Imaginemos una
película de dos partes. En la primera hay un grupo de candidatos. Es diciembre.
O enero. Da lo mismo. Hay un jurado. Testosterona. Estrógeno. Pasa lo que no
tiene que pasar. Lo irremediable. Se hacen grupúsculos impares. Conciliábulos.
Intentan ser discretos pero al final todo se sabe. Alguien se entera. Una
llamada o un email. La discusión dura dos horas y media de una película de
tres. Se elige un ganador. Besos y música de fondo (algún tema de José María
Vitier). Termina la primera parte de la película.
La segunda
parte es la que menos nos interesa. El eco en todas las revistas cubanas. La
hagiografía. Una nueva sección en la Gaceta
de Cuba. En ese lapso el naciente Premio Nacional es acuchillado y
sobrevive, es estrangulado y sobrevive, es apaleado y sobrevive. Le sacan
fotos. Incluso alguna gigantografía. Naturalmente, la fotogenia no tiene nada
que ver con la buena literatura. (Pienso en Thomas Pynchon, el escritor
norteamericano con más fama de recluido e invisible: la casi única foto que se
le conoce es la del anuario del college.
-------
Retos
A) En el texto sobre el Premio Nacional, ¿cuánto dura la discusión en la primera parte de la película imaginada?
B) Retoma el texto sobre el Premio Nacional y continúalo desde el punto en que se detiene.
El listado que sigue es un material independiente del texto.

[Entradas de un conjunto de anotaciones por puntos]
-------
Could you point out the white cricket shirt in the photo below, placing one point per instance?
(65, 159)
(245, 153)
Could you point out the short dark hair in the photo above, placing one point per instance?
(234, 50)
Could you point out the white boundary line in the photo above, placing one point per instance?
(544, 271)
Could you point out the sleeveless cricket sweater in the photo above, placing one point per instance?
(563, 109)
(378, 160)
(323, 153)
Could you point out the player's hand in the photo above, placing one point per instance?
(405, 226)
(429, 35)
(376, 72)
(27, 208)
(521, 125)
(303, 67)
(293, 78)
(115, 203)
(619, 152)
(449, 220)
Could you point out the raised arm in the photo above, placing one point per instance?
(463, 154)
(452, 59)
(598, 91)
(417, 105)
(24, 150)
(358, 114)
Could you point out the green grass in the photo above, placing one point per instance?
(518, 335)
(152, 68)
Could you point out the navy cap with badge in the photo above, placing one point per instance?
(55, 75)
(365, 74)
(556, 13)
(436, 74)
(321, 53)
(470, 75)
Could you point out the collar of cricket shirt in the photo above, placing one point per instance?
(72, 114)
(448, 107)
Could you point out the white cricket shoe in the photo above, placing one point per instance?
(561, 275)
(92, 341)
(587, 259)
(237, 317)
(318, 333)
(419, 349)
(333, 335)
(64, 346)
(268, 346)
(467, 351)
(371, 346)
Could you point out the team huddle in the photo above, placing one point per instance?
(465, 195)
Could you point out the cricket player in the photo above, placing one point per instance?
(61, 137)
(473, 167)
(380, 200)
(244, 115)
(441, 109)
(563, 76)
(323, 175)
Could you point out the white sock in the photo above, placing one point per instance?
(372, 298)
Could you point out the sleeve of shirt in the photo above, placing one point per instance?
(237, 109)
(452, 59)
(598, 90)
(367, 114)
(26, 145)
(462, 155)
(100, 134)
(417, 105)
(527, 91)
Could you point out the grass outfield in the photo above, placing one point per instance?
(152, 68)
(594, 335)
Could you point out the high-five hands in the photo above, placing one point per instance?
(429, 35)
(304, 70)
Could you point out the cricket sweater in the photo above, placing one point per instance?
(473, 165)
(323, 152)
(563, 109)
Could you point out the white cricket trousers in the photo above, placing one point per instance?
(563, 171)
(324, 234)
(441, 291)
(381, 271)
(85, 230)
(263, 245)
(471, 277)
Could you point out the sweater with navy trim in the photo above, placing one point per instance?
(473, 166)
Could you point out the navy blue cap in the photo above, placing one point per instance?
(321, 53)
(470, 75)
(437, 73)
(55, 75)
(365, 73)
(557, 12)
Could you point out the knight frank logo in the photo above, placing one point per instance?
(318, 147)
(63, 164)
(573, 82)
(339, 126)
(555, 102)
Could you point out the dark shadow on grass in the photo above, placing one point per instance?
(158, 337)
-------
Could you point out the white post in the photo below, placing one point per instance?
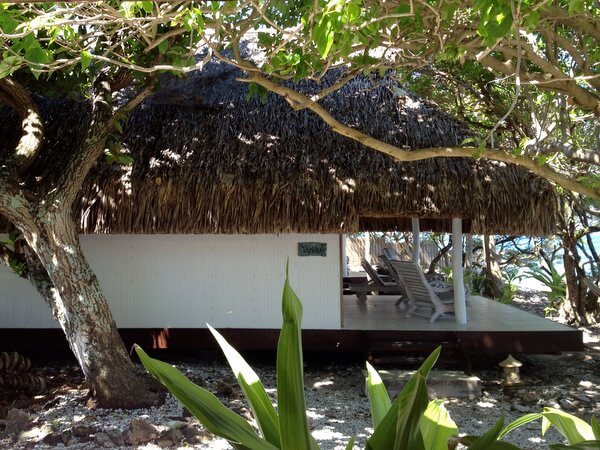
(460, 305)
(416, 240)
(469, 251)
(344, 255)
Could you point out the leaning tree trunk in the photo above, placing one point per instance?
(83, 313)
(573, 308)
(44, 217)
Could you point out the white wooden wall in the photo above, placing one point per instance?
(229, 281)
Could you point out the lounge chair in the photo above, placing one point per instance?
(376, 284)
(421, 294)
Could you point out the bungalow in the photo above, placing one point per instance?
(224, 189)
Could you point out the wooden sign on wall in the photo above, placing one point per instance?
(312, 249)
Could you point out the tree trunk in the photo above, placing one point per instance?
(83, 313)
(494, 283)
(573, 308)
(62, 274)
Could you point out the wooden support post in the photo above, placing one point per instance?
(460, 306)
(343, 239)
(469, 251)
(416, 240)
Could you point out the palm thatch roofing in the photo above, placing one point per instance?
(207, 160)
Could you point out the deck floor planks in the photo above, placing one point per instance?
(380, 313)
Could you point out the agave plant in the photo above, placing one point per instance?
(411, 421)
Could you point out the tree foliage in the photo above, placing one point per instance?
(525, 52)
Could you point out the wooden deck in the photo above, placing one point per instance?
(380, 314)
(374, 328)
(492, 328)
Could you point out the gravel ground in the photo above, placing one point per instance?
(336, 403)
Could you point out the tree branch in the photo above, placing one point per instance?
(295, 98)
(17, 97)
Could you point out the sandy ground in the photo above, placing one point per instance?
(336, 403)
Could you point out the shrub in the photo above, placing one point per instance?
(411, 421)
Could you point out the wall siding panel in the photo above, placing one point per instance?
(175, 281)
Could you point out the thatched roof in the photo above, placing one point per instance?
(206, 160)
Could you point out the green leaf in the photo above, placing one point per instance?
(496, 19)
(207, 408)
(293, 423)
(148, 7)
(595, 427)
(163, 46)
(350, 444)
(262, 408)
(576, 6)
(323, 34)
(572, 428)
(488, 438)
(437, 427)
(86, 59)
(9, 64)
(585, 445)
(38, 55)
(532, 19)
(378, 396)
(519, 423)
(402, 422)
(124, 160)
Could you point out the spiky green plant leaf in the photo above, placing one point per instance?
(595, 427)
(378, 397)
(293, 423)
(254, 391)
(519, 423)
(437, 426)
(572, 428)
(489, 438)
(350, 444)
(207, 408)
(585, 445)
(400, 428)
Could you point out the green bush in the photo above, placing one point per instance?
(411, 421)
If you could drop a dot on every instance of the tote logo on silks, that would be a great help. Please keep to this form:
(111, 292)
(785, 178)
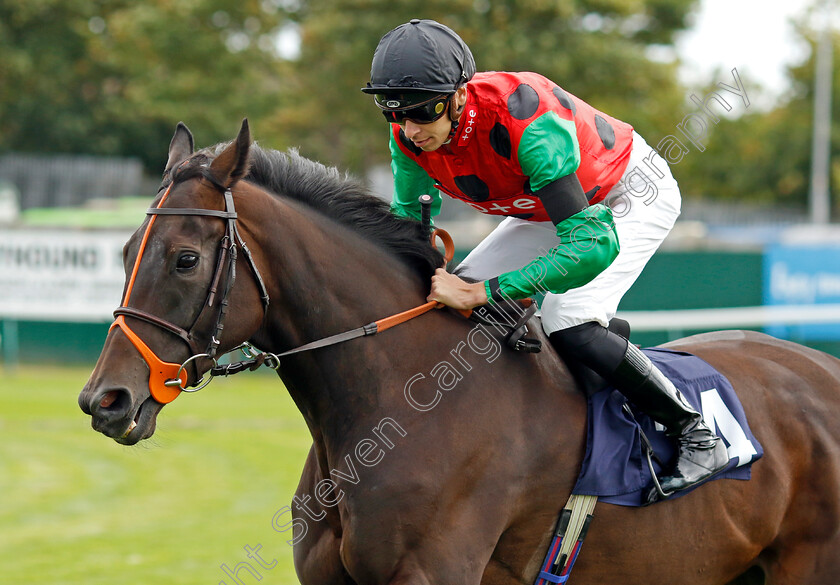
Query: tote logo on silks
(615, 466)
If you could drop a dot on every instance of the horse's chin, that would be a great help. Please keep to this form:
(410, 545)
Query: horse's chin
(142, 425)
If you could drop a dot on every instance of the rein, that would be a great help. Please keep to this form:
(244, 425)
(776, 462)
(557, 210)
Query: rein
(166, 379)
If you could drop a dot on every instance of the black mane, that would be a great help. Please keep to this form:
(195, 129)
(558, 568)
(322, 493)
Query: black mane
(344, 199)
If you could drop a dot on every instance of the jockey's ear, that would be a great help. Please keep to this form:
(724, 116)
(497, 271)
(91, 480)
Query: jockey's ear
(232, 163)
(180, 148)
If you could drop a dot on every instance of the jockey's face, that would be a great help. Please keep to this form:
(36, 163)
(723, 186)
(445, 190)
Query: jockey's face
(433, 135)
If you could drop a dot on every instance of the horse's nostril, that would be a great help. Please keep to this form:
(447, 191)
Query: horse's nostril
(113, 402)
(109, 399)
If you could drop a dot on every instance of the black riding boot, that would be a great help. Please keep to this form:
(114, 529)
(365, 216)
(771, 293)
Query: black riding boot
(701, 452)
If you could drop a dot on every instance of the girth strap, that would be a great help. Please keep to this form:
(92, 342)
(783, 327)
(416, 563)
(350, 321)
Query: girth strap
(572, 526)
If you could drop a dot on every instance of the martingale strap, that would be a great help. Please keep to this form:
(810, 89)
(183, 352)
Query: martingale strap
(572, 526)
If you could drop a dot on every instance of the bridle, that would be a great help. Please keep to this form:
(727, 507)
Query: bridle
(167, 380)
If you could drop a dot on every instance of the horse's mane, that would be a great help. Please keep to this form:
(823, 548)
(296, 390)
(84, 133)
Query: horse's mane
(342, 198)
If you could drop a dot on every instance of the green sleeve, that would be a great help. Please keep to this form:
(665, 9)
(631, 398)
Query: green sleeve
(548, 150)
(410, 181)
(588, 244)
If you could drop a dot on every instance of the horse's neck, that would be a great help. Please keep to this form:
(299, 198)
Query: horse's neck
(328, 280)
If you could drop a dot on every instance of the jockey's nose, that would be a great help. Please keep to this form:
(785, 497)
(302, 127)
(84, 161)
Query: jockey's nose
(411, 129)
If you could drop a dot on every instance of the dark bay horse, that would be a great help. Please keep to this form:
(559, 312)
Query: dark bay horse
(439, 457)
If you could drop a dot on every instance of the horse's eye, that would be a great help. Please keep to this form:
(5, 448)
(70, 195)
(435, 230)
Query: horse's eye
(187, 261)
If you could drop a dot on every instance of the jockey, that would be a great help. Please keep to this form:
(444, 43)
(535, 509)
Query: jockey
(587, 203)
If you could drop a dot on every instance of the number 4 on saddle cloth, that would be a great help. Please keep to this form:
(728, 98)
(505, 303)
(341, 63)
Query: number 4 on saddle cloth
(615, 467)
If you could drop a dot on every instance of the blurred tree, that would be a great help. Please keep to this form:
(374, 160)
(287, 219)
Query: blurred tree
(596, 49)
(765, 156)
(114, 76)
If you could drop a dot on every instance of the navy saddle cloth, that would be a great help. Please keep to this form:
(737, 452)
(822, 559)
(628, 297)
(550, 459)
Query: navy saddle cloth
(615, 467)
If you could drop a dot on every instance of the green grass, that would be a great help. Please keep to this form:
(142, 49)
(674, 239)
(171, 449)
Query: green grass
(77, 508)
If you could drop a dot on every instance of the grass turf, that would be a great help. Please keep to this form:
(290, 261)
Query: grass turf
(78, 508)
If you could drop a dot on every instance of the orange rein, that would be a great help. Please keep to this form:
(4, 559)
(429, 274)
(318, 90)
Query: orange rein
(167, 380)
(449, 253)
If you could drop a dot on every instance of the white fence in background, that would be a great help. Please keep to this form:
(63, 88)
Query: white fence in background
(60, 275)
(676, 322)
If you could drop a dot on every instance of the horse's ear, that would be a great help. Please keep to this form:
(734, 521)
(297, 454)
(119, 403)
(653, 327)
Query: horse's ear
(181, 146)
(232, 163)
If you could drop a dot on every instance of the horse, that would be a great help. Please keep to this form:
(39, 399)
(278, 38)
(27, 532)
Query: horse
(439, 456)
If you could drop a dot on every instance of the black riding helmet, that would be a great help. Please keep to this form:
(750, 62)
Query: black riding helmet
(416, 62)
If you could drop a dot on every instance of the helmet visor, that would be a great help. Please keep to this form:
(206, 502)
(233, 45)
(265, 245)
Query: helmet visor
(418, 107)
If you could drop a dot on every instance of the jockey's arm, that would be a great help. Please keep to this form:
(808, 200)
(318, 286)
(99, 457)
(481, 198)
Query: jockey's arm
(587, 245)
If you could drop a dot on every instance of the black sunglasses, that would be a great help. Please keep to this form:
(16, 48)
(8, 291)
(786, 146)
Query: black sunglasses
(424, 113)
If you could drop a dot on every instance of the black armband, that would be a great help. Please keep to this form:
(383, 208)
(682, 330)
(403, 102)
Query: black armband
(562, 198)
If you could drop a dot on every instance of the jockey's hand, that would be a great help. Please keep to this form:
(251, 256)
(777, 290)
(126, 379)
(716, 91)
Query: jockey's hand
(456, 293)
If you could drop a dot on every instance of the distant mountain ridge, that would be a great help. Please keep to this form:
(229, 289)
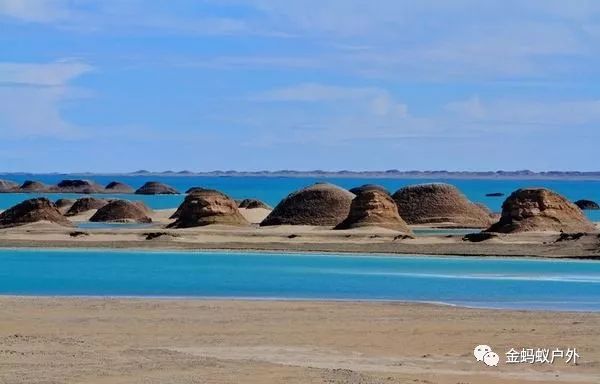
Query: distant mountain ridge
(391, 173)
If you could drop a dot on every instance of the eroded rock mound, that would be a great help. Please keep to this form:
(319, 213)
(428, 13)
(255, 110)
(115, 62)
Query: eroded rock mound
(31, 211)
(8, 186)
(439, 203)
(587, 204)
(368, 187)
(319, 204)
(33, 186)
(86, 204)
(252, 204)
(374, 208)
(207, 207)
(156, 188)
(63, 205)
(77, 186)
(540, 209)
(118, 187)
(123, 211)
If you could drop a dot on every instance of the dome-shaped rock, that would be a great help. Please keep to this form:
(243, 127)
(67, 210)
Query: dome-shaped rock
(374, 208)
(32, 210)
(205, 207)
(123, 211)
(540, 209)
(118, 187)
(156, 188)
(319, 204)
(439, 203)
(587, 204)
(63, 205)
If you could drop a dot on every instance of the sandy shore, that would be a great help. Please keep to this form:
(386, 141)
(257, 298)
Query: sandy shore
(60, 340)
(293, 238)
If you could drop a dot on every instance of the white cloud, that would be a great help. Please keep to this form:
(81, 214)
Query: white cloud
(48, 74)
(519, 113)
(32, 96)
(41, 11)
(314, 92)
-------
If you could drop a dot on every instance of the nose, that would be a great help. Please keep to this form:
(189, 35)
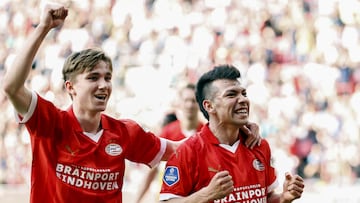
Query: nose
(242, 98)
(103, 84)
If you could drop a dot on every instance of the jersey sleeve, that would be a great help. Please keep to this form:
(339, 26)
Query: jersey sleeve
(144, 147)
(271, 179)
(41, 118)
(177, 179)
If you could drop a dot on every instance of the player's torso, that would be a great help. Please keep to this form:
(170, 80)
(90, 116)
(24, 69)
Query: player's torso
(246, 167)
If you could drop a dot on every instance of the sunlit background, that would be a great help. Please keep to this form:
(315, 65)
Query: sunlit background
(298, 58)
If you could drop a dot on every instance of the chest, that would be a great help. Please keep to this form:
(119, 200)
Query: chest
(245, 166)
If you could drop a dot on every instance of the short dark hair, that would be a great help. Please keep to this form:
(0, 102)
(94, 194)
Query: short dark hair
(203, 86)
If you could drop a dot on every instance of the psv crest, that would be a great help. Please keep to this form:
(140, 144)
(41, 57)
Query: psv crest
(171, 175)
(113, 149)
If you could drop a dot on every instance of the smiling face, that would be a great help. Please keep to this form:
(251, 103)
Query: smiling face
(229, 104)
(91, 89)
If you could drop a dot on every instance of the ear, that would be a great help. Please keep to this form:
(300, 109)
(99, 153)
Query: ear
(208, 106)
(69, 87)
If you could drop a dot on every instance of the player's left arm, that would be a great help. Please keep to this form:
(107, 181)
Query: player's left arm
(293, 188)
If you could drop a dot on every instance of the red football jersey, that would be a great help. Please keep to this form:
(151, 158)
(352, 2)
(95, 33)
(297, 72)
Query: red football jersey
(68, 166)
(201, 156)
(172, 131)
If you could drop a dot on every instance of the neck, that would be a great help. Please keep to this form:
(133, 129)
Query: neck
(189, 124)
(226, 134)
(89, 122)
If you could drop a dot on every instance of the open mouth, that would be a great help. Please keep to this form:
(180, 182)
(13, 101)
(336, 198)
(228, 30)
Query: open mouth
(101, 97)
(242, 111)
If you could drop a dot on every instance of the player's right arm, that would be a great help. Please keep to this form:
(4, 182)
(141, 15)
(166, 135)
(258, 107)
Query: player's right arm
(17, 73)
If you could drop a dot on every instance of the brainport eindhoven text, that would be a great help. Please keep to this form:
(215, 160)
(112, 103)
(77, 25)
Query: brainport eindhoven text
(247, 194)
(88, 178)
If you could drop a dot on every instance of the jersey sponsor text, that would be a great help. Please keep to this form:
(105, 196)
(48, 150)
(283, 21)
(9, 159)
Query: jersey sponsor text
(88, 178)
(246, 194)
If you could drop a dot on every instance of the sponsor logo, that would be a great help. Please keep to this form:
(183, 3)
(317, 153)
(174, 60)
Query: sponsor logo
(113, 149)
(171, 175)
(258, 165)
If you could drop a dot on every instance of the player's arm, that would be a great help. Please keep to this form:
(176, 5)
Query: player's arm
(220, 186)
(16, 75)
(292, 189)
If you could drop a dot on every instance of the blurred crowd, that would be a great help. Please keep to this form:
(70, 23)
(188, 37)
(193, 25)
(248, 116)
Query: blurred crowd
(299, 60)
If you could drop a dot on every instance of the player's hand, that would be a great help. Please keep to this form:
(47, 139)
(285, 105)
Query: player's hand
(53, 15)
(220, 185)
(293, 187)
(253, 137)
-------
Las respuestas
A) Dos horas y media de una película de tres.

B)
La foto de un nerd.) Pero hay en todo
ello una lección interesante: en cierto modo, la danza del Premio Nacional
puede ser relatada como una liturgia vaticana: la tensión, los rumores, el humo
blanco en los jardines de la UNEAC, las nominaciones inútiles de las instituciones,
las habladurías de algunos periodistas sobre el supuesto vínculo de la Semana
de Autor de la Casa de las Américas, el secretismo de la Academia Cubana de la
Lengua, terminan recordando todos los años al método de elección de un nuevo
Papa. Porque sí, algunos de nuestros Premios Nacionales de Literatura huelen
más a conspiración de pasillo. A susurro. A cónclave. A ensalmo. A velas
encendidas. A Giordano Bruno quemándose en la hoguera. A una novela de Dan
Brown, a fin de cuentas. De ahí que sería interesante que este año, gane quien
gane, aconteciera con el Premio Nacional lo mismo que pasó luego del cónclave
que eligió a Benedicto XVI, cuando unos cardenales filtraron a la prensa lo que
sucedió en la elección; todos esos tira y encoge que convirtieron a Ratzinger
en Papa.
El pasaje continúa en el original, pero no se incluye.